─── MATERIAL SHOWN ───

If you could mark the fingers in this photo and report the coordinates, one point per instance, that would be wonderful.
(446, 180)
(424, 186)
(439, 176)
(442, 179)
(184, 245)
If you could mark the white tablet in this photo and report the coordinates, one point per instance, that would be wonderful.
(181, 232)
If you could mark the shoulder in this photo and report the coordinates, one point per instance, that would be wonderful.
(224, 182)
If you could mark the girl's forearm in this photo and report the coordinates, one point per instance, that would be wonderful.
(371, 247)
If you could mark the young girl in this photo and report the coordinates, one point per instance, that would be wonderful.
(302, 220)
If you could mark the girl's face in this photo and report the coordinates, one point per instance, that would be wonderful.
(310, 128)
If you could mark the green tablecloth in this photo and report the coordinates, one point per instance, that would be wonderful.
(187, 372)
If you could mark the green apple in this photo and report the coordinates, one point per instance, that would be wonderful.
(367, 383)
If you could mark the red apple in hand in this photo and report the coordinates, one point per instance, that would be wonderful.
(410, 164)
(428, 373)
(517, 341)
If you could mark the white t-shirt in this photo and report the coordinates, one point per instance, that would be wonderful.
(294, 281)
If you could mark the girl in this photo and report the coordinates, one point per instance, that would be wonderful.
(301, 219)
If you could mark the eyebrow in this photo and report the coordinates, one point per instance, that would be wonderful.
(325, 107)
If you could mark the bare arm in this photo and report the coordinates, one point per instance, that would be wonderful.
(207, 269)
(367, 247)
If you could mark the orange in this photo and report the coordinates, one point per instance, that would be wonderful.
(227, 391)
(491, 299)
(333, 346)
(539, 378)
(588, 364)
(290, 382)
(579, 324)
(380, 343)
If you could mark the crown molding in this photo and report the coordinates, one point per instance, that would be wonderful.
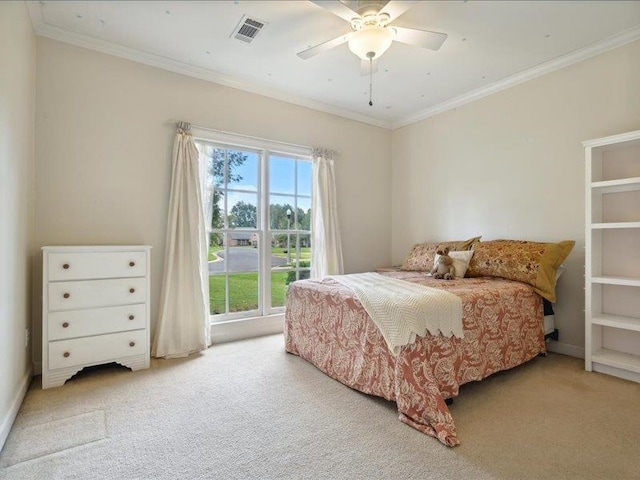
(49, 31)
(56, 33)
(597, 48)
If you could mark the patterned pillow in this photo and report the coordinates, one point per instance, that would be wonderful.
(422, 255)
(534, 263)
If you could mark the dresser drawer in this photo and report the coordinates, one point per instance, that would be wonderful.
(98, 349)
(88, 265)
(96, 321)
(96, 293)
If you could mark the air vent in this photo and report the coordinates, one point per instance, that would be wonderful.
(248, 29)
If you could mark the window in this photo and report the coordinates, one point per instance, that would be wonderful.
(260, 237)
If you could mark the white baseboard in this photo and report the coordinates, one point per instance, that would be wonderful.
(248, 328)
(7, 421)
(565, 349)
(616, 372)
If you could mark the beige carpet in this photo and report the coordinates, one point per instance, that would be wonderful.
(249, 410)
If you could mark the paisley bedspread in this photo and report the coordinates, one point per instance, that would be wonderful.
(503, 327)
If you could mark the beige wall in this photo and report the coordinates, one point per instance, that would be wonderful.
(104, 136)
(512, 166)
(17, 203)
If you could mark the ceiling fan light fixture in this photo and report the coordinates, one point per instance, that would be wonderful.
(370, 38)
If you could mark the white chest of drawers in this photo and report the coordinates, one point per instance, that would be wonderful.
(95, 309)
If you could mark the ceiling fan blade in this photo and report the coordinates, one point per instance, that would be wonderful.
(337, 8)
(420, 38)
(364, 67)
(323, 47)
(396, 8)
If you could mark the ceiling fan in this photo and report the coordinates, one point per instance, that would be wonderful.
(371, 30)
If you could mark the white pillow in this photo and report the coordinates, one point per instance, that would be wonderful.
(460, 262)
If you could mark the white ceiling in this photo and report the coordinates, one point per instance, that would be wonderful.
(491, 45)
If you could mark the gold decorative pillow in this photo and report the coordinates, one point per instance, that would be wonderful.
(534, 263)
(422, 255)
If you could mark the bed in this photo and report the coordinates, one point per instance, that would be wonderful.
(502, 322)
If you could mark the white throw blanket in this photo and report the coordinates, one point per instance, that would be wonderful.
(402, 310)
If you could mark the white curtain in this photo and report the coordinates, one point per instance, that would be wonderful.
(326, 251)
(183, 323)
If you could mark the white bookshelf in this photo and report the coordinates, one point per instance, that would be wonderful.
(612, 257)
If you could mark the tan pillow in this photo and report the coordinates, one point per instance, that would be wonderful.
(422, 255)
(534, 263)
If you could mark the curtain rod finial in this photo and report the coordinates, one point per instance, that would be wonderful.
(185, 126)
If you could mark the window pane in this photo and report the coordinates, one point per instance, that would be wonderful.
(243, 170)
(282, 175)
(219, 214)
(279, 206)
(243, 292)
(280, 280)
(304, 178)
(280, 256)
(303, 250)
(216, 165)
(242, 253)
(243, 210)
(217, 294)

───

## GIVEN INSTRUCTION
Exclude the pictures and repeat every other part of the records word for word.

## EXERCISE RESPONSE
If you could mark the fingers in this photo and report the coordinates, one point per instance, that would be wonderful.
(446, 180)
(424, 186)
(439, 176)
(442, 179)
(184, 245)
If you could mark the white tablet in this photo and report the coordinates, one point per instance, that would be wonderful.
(181, 232)
If you could mark the shoulder in this photo and report the coordinates, one point per instance, that would be wonderful.
(224, 182)
If you could mark the girl's forearm in this photo and report the coordinates, one point per instance, that would be wonderful.
(371, 247)
If you could mark the young girl in this photo and report the coordinates, one point per instance, that would be wonderful.
(302, 220)
If you could mark the girl's face in this photo and report the coordinates, one point per instance, that would be wonderful.
(310, 128)
If you could mark the green tablecloth in this photo and report the coordinates, one point per instance, that would be wonderful.
(187, 372)
If you could mark the green apple in this photo and report the coordinates, one point per instance, that would be wonderful.
(367, 383)
If you could mark the red apple in hand in this photo and report the coordinates, one point per instance, that would be wonderful.
(410, 164)
(428, 373)
(517, 341)
If you could mark the white t-shirt in this photo and report the coordinates, one point per instance, that would be wonderful.
(294, 281)
If you could mark the girl in this photo and report the coordinates, one point per instance, that would be wonderful.
(301, 219)
If you could mark the eyebrow in this photo and report the coordinates, one point per instance, that would be wonderful.
(325, 107)
If you could mark the bare arm in this photo and report the coordinates, one point per instance, that would be wonderful.
(207, 269)
(367, 247)
If you could mark the orange in this photo and report the coordinates, one point per instance, that would be wonderful.
(227, 391)
(491, 299)
(333, 346)
(539, 378)
(588, 364)
(290, 382)
(579, 324)
(380, 343)
If you could mark the crown molding in this photo and report the coordinates, one point per instance, that would be wonderful.
(49, 31)
(56, 33)
(597, 48)
If you could mark the patterned pillow in this photo and report the coordinates, one point per instance, that would be wonderful.
(422, 255)
(534, 263)
If you could mark the dresser drawer in this photo and report the coordinates, one point per instance, that would be wonderful.
(98, 349)
(88, 265)
(96, 321)
(96, 293)
If you could mark the air vent in this photo and report the coordinates, one point per instance, that would be wonderful.
(248, 29)
If you could mark the window in this photo and report the coordinates, one point per instance, that would be wonderful.
(260, 237)
If you could mark the white baseboard in this photo and report the coordinates, one point per instance, that would be wonderful.
(248, 328)
(7, 421)
(565, 349)
(616, 372)
If you could mark the beige carpet in this photo and report the coordinates, one point per instance, that would be wonderful.
(249, 410)
If you could mark the paisley bedspread in this photo and report the coordinates, one point per instance, that would be wonderful.
(503, 327)
If you could mark the beige wall in this photo and report the coordinates, one point per instance, that would be wonderful.
(104, 136)
(512, 166)
(17, 203)
If you could mark the ceiling fan light fixture in this photo and report the coordinates, one point per instance, that would be wonderful.
(370, 38)
If you could mark the white chest of drawers in this photo and report the coordinates, one point per instance, that would be wonderful.
(95, 309)
If you could mark the ceiling fan blade in this photo and report the coordinates, one point per instance, that would be wonderful.
(337, 8)
(420, 38)
(364, 67)
(323, 47)
(396, 8)
If you could mark the ceiling fan in this photo and report the coordinates, one point per instance, that would be wonderful.
(371, 30)
If you could mark the white pillow in this photo and report the coordinates, one point per instance, that would be wonderful.
(460, 262)
If you could mark the white ceiling in this photo and report the coordinates, one point per instance, that would be wonderful.
(491, 45)
If you could mark the gold decorative pillow in this photo and report the coordinates, one point per instance, that would be wonderful.
(534, 263)
(422, 255)
If you could mark the bed in this photo and report the coordinates, one point per instance, that would be wonderful.
(502, 322)
If you could mark the white throw blanket in this photo and report the coordinates, one point per instance, that would be wonderful.
(402, 310)
If you could mark the white curtain in this photo and report the coordinates, one point per instance, that would be wonderful.
(326, 251)
(183, 323)
If you could mark the white bookshelf in this photo and report the coordinates, one point per instance, that would be wonderful.
(612, 257)
If you could mark the tan pillow in this photo and report the coordinates, one point per instance, that would be wonderful.
(422, 255)
(534, 263)
If you could mark the curtain rod finial in this photo and report the coordinates, one point per instance, that would be wonderful.
(185, 126)
If you could mark the window pane in this photo and report the coordinates, one point per instance, that would be wonderful.
(243, 170)
(282, 175)
(219, 214)
(279, 206)
(243, 292)
(280, 280)
(304, 178)
(280, 256)
(303, 250)
(216, 165)
(242, 253)
(243, 210)
(217, 294)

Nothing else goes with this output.